- [Excerpted passage]:

WHEREAS, Shipper has requested that Transporter transport
natural gas; and
WHEREAS, Transporter has agreed to provide such
transportation for Shipper subject to the terms and conditions hereof.
WITNESSETH: That, in consideration of the mutual covenants
herein contained, the parties hereto agree that Transporter will transport for
Shipper, on a firm basis, and Shipper will furnish, or cause to be furnished, to
Transporter natural gas for such transportation during the term hereof, at the
prices and on the terms and conditions hereinafter provided.
ARTICLE I
Quantities
Beginning on the date on which deliveries of gas are
commenced hereunder and thereafter for the remaining term of this Agreement, and
subject to the provisions of Transporter's FT Rate Schedule, Transporter agrees
to receive and transport for Shipper's account up to the following quantities of
natural gas:
Shipper's contract Maximum Daily Transportation Quantity shall be the
equivalent, in dekatherms, of 24,505 Mcf, using as the conversion factor the
heat content of gas being received at the primary receipt point, as such heat
content changes from time to time; provided, however, that for billing purposes,
Shipper's MDTQ ("billing MDTQ") shall be 24,995 Dth.

- [Data listing]:
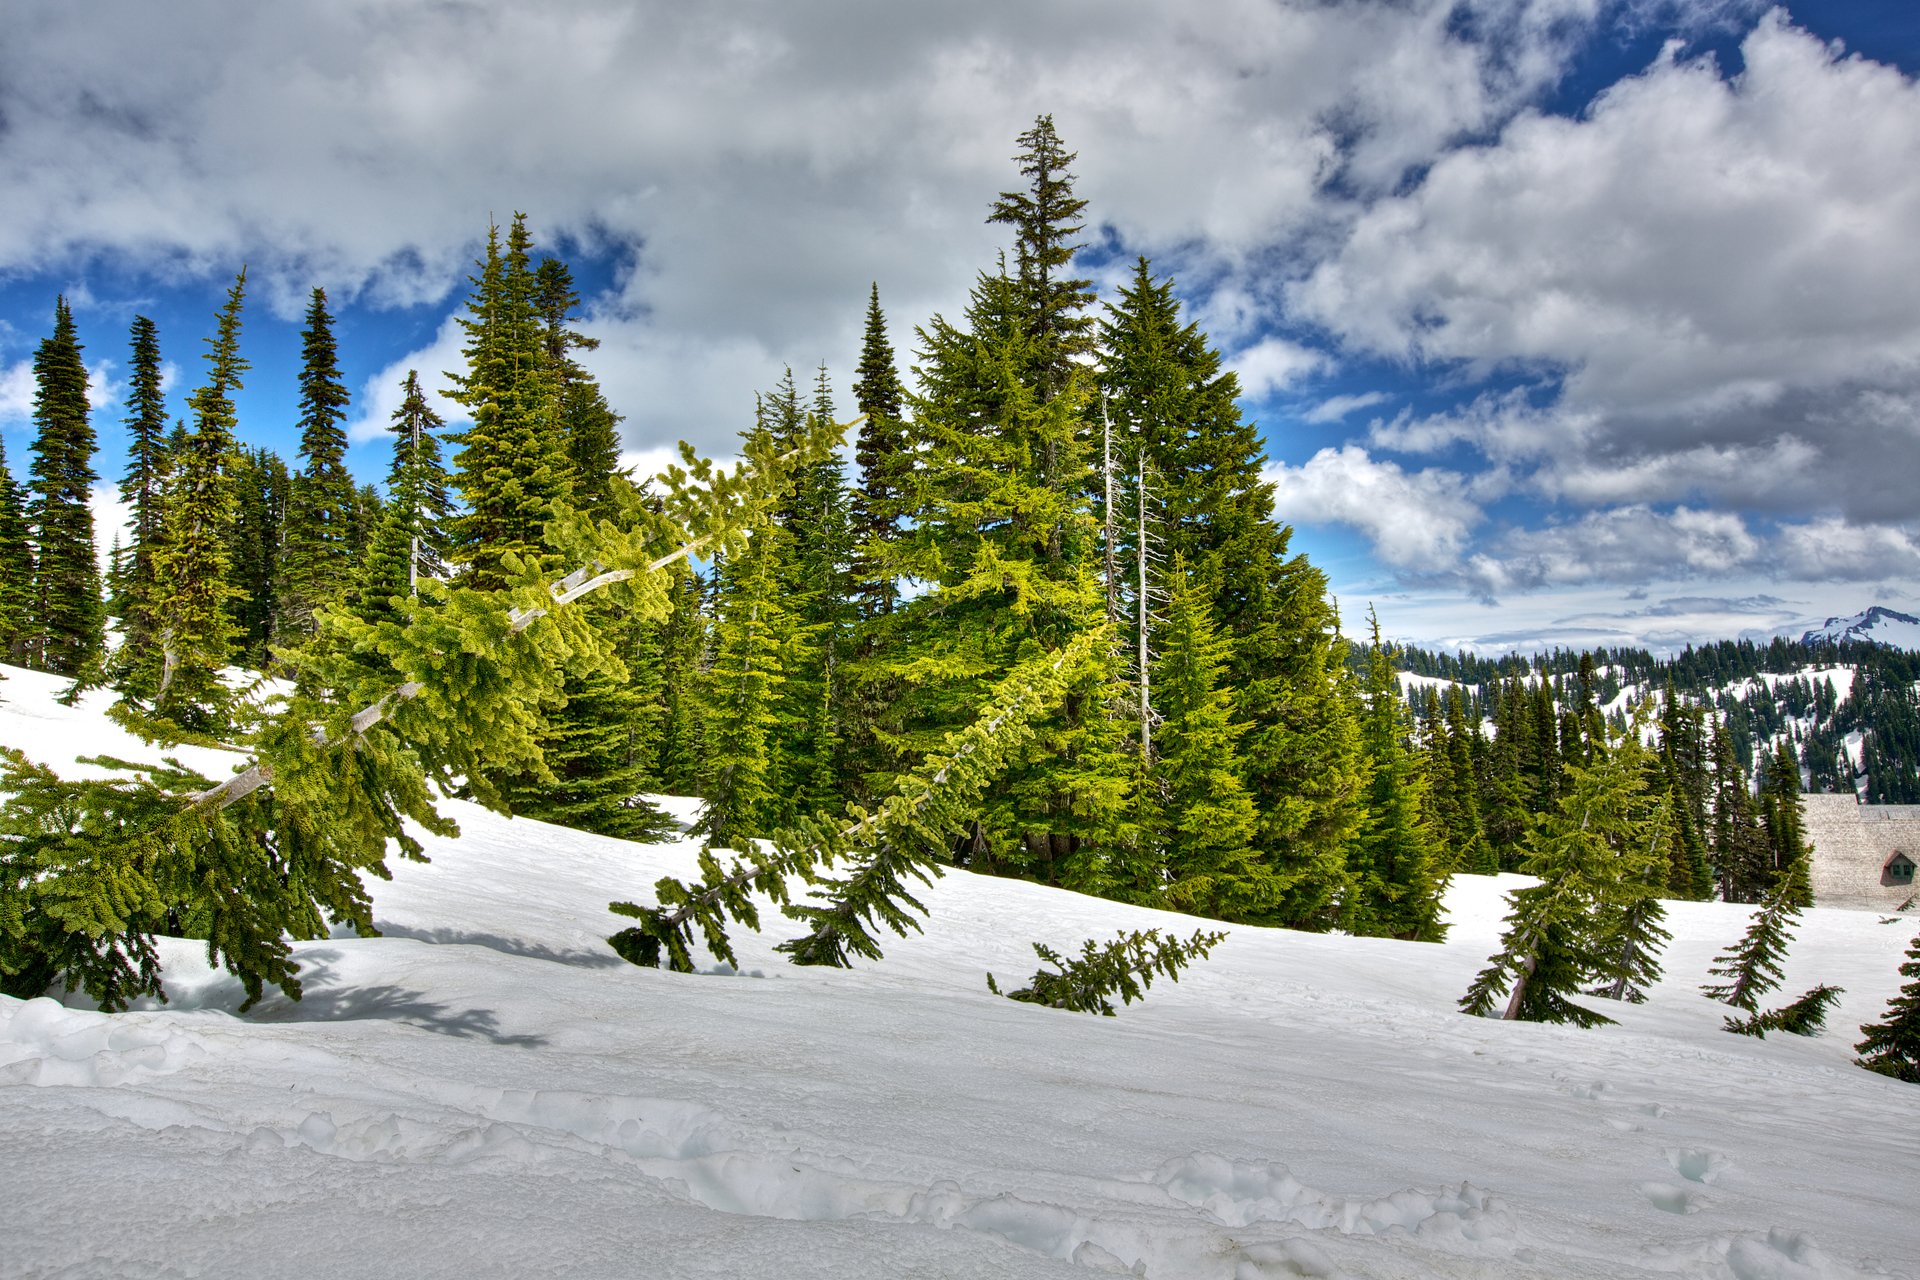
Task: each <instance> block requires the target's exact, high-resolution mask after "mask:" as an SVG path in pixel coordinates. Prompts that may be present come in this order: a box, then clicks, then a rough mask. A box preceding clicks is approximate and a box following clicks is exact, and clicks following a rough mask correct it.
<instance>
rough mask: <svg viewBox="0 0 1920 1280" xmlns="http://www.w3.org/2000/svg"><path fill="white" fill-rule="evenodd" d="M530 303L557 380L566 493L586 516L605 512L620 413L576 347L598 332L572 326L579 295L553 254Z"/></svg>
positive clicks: (581, 345) (560, 429)
mask: <svg viewBox="0 0 1920 1280" xmlns="http://www.w3.org/2000/svg"><path fill="white" fill-rule="evenodd" d="M534 305H536V309H538V311H540V322H541V342H543V347H545V357H547V368H549V372H551V378H553V386H555V413H557V422H559V430H561V438H563V439H564V453H566V472H568V497H570V501H572V505H574V507H576V509H580V510H584V512H588V514H589V516H603V514H609V510H611V507H612V487H611V482H612V476H614V472H618V470H620V415H616V413H614V411H612V407H611V405H609V403H607V395H605V393H603V391H601V388H599V382H595V378H593V374H589V372H588V370H586V368H584V367H582V365H580V363H578V361H576V359H574V355H572V353H574V351H593V349H597V347H599V338H588V336H586V334H582V332H580V330H576V328H572V326H570V324H572V319H574V309H576V307H578V305H580V296H578V294H576V292H574V274H572V271H568V269H566V263H563V261H561V259H557V257H545V259H541V263H540V267H538V269H536V271H534Z"/></svg>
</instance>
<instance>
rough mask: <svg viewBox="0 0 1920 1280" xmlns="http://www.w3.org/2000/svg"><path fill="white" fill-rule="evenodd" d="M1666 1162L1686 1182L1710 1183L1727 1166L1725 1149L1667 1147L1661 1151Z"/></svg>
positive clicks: (1662, 1154)
mask: <svg viewBox="0 0 1920 1280" xmlns="http://www.w3.org/2000/svg"><path fill="white" fill-rule="evenodd" d="M1661 1155H1665V1157H1667V1163H1668V1165H1670V1167H1672V1171H1674V1173H1678V1174H1680V1176H1682V1178H1686V1180H1688V1182H1699V1184H1703V1186H1705V1184H1711V1182H1713V1180H1715V1178H1718V1176H1720V1171H1722V1169H1726V1167H1728V1163H1730V1161H1728V1157H1726V1151H1695V1150H1690V1148H1667V1150H1665V1151H1661Z"/></svg>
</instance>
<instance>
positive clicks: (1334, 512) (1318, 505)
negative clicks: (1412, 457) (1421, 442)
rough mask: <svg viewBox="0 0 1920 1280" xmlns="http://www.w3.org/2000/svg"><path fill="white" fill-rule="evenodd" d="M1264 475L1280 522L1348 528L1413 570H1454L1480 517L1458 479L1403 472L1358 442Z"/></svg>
mask: <svg viewBox="0 0 1920 1280" xmlns="http://www.w3.org/2000/svg"><path fill="white" fill-rule="evenodd" d="M1265 480H1267V482H1269V484H1273V489H1275V497H1273V505H1275V514H1277V516H1279V518H1281V520H1286V522H1294V524H1346V526H1352V528H1356V530H1359V532H1363V533H1365V535H1367V537H1369V539H1371V541H1373V549H1375V555H1379V557H1380V558H1382V560H1384V562H1386V564H1392V566H1396V568H1404V570H1413V572H1438V570H1450V568H1453V566H1455V564H1457V562H1459V555H1461V551H1463V549H1465V547H1467V541H1469V535H1471V533H1473V528H1475V526H1476V524H1480V520H1482V514H1480V507H1478V505H1476V501H1475V499H1473V495H1471V486H1469V482H1467V480H1465V478H1463V476H1459V474H1455V472H1446V470H1423V472H1405V470H1402V468H1400V466H1398V464H1396V462H1379V461H1375V459H1371V457H1367V451H1365V449H1359V447H1356V445H1344V447H1340V449H1321V451H1319V453H1315V455H1313V457H1311V459H1308V462H1306V464H1304V466H1286V464H1275V466H1267V470H1265Z"/></svg>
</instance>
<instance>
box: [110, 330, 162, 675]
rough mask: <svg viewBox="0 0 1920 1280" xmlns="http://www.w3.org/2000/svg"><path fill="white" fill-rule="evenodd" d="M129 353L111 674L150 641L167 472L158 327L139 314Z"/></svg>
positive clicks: (126, 664) (148, 645) (145, 650)
mask: <svg viewBox="0 0 1920 1280" xmlns="http://www.w3.org/2000/svg"><path fill="white" fill-rule="evenodd" d="M131 345H132V355H131V361H129V367H127V474H125V476H123V478H121V503H123V505H125V507H127V520H129V526H131V532H132V541H131V543H129V545H127V549H125V555H123V562H121V564H119V566H117V568H119V572H121V580H119V599H117V601H115V608H117V612H119V618H121V651H119V656H117V658H115V676H119V677H121V679H125V674H127V672H129V670H132V668H136V666H138V664H140V662H142V654H146V652H150V651H152V645H154V557H156V555H157V551H159V541H161V537H163V524H165V510H163V501H165V493H163V484H165V472H167V457H165V455H167V399H165V391H163V390H161V367H159V330H157V326H156V324H154V320H150V319H146V317H144V315H136V317H134V319H132V332H131Z"/></svg>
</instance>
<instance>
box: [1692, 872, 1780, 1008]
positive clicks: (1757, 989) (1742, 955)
mask: <svg viewBox="0 0 1920 1280" xmlns="http://www.w3.org/2000/svg"><path fill="white" fill-rule="evenodd" d="M1795 896H1797V894H1795V892H1793V889H1791V877H1782V879H1780V885H1778V887H1776V889H1774V890H1772V892H1770V894H1768V896H1766V902H1764V904H1761V910H1759V912H1755V915H1753V923H1749V925H1747V931H1745V933H1743V935H1740V942H1736V944H1734V948H1732V950H1726V952H1722V954H1718V956H1715V958H1713V967H1711V969H1707V973H1709V975H1713V977H1716V979H1720V981H1718V983H1707V984H1705V986H1701V990H1703V992H1705V994H1709V996H1713V998H1715V1000H1720V1002H1724V1004H1730V1006H1734V1007H1736V1009H1745V1011H1747V1013H1753V1011H1755V1009H1757V1007H1759V1006H1761V996H1764V994H1766V992H1770V990H1772V988H1776V986H1780V977H1782V971H1780V965H1782V963H1786V958H1788V942H1789V940H1791V936H1793V927H1795V925H1797V923H1799V912H1801V908H1799V902H1795Z"/></svg>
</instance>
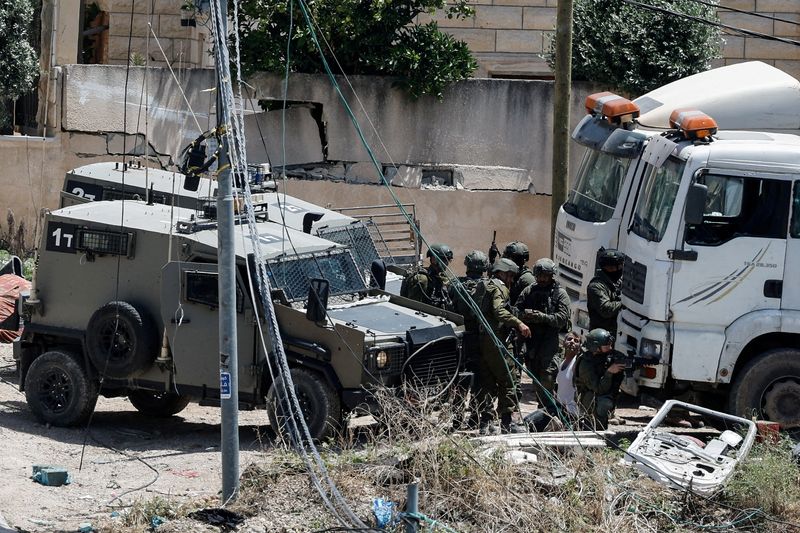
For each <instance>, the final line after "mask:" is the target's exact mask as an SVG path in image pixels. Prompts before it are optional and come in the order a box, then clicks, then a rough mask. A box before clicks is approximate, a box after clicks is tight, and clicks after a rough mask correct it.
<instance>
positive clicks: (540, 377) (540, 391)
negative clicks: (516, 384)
mask: <svg viewBox="0 0 800 533" xmlns="http://www.w3.org/2000/svg"><path fill="white" fill-rule="evenodd" d="M533 276H534V277H535V278H536V283H534V284H533V285H529V286H527V287H526V288H525V289H524V290H523V291H522V293H521V294H520V295H519V297H518V298H517V301H516V303H515V307H516V308H517V310H518V312H519V313H520V317H521V318H522V321H523V322H525V323H526V324H527V325H528V326H529V327H530V328H531V338H530V340H528V341H527V342H526V354H525V366H526V367H527V368H528V371H530V373H531V374H532V375H533V377H534V378H535V379H534V382H533V390H534V392H535V393H536V397H537V401H538V402H539V407H544V408H552V407H553V406H552V403H553V400H552V398H553V390H554V388H555V377H556V374H557V373H558V361H556V355H557V354H558V352H559V333H561V332H562V331H563V332H567V331H568V330H569V329H570V320H569V315H570V311H569V304H570V300H569V296H568V295H567V291H565V290H564V289H563V288H561V286H560V285H559V284H558V282H557V281H556V280H555V276H556V264H555V262H553V260H552V259H548V258H543V259H539V260H538V261H536V263H534V265H533ZM537 382H538V383H537Z"/></svg>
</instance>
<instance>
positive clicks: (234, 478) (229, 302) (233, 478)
mask: <svg viewBox="0 0 800 533" xmlns="http://www.w3.org/2000/svg"><path fill="white" fill-rule="evenodd" d="M218 1H219V4H220V8H219V12H221V13H222V15H221V16H220V17H219V27H217V28H215V29H214V32H215V33H216V34H217V37H216V47H217V48H218V49H219V48H220V47H223V46H227V38H228V23H227V20H228V6H227V2H226V1H225V0H218ZM211 9H216V8H215V7H214V5H213V3H212V7H211ZM223 57H225V56H224V55H223V54H221V53H217V54H216V58H215V59H216V62H217V69H216V70H217V126H218V127H219V128H220V131H219V139H220V152H219V159H218V160H217V168H218V169H220V170H219V174H218V176H217V182H218V192H217V224H218V225H217V246H218V250H219V256H218V262H217V265H218V269H219V397H220V403H221V407H222V423H221V424H220V430H221V435H220V450H221V452H222V503H223V504H226V503H228V502H230V501H232V500H233V499H235V498H236V493H237V492H238V491H239V374H238V365H239V356H238V348H239V347H238V345H237V342H236V250H235V248H234V242H235V241H234V219H233V218H234V214H233V180H232V178H231V167H230V156H229V152H228V148H229V147H228V132H227V131H222V129H223V128H225V129H226V130H227V128H230V127H231V114H230V111H231V110H230V109H228V107H227V106H226V105H225V102H224V100H223V97H222V94H223V92H224V89H223V84H225V83H229V80H225V79H223V76H222V71H223V69H222V67H221V64H222V63H221V61H222V59H223Z"/></svg>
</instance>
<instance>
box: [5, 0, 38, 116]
mask: <svg viewBox="0 0 800 533" xmlns="http://www.w3.org/2000/svg"><path fill="white" fill-rule="evenodd" d="M32 20H33V5H32V4H31V2H30V0H6V1H4V2H2V3H0V99H2V100H3V103H4V104H5V103H6V102H8V101H11V100H16V99H17V98H19V97H20V96H22V95H23V94H25V93H26V92H28V91H30V90H31V88H33V85H34V83H35V82H36V78H37V77H38V75H39V59H38V58H37V57H36V51H35V50H34V49H33V47H32V46H31V44H30V42H29V35H28V33H29V31H30V26H31V21H32ZM8 125H9V117H8V113H7V110H6V106H5V105H3V106H0V128H7V127H8Z"/></svg>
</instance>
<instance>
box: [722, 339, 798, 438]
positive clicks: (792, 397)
mask: <svg viewBox="0 0 800 533" xmlns="http://www.w3.org/2000/svg"><path fill="white" fill-rule="evenodd" d="M728 402H729V403H728V408H729V410H730V412H732V413H734V414H737V415H740V416H743V417H745V418H750V417H752V416H753V414H755V415H756V416H757V417H759V418H765V419H768V420H772V421H773V422H778V423H779V424H780V425H781V427H782V428H796V427H800V409H798V405H800V351H798V350H794V349H791V348H778V349H775V350H769V351H767V352H764V353H763V354H761V355H759V356H758V357H756V358H755V359H753V360H752V361H750V362H749V363H747V364H746V365H745V366H744V368H742V370H741V371H740V372H739V374H738V375H737V377H736V381H735V382H734V384H733V387H731V392H730V397H729V400H728Z"/></svg>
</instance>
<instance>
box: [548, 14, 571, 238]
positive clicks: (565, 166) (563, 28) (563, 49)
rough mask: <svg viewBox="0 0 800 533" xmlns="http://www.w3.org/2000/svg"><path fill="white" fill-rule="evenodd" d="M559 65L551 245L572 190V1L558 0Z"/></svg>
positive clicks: (556, 19) (553, 173)
mask: <svg viewBox="0 0 800 533" xmlns="http://www.w3.org/2000/svg"><path fill="white" fill-rule="evenodd" d="M555 59H556V65H555V75H556V81H555V84H554V91H555V94H554V95H553V196H552V205H551V210H550V242H551V245H554V244H555V231H556V219H557V218H558V209H559V208H560V207H561V204H563V203H564V202H565V201H566V199H567V191H568V190H569V142H570V136H569V107H570V100H571V96H572V0H558V12H557V14H556V58H555Z"/></svg>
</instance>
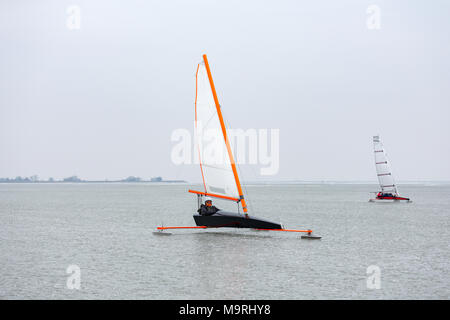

- [Your assignment]: From the gas transportation agreement above, copy word for word the stretch from "WHEREAS, Shipper has" through "conditions hereinafter provided.".

- [Answer for the task]:
WHEREAS, Shipper has requested that Transporter transport
natural gas; and
WHEREAS, Transporter has agreed to provide such
transportation for Shipper subject to the terms and conditions hereof.
WITNESSETH: That, in consideration of the mutual covenants
herein contained, the parties hereto agree that Transporter will transport for
Shipper, on a firm basis, and Shipper will furnish, or cause to be furnished, to
Transporter natural gas for such transportation during the term hereof, at the
prices and on the terms and conditions hereinafter provided.